Your instructions:
Extract every line of text from the data below verbatim, omitting any pictures.
### Working data
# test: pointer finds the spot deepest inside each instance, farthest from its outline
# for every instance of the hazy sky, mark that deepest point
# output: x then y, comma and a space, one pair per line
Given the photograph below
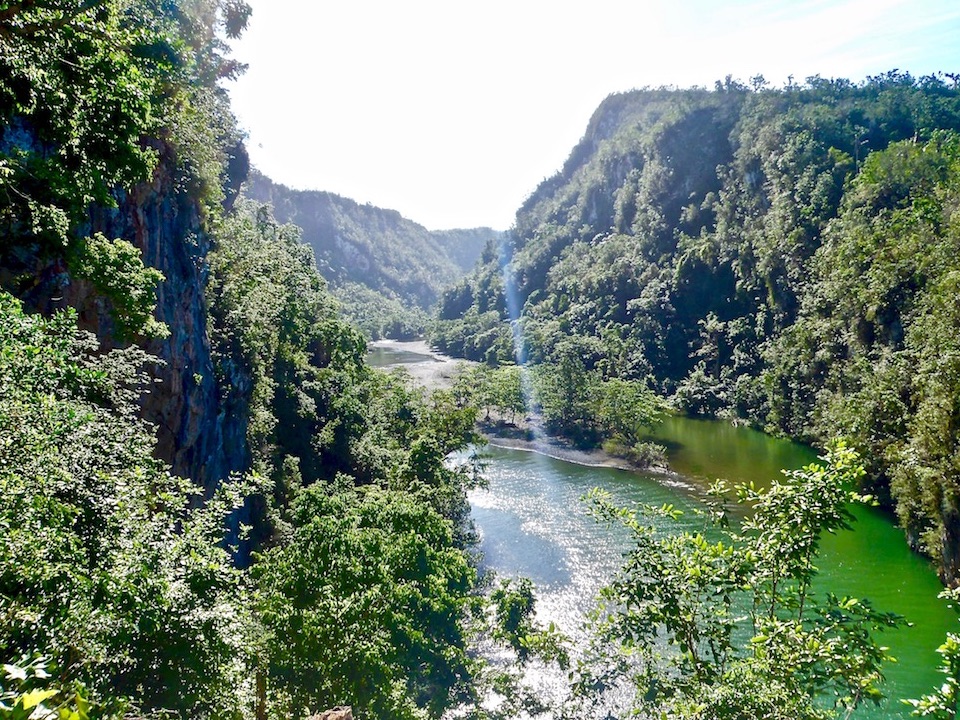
452, 111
######
Exercise solution:
# test: pointer finds the spot deepest inside each instance, farthest from its outline
# for every instance of the hazy sky, mark that deepest point
# output: x then y, comma and a space, one pair per line
Given the photograph below
452, 111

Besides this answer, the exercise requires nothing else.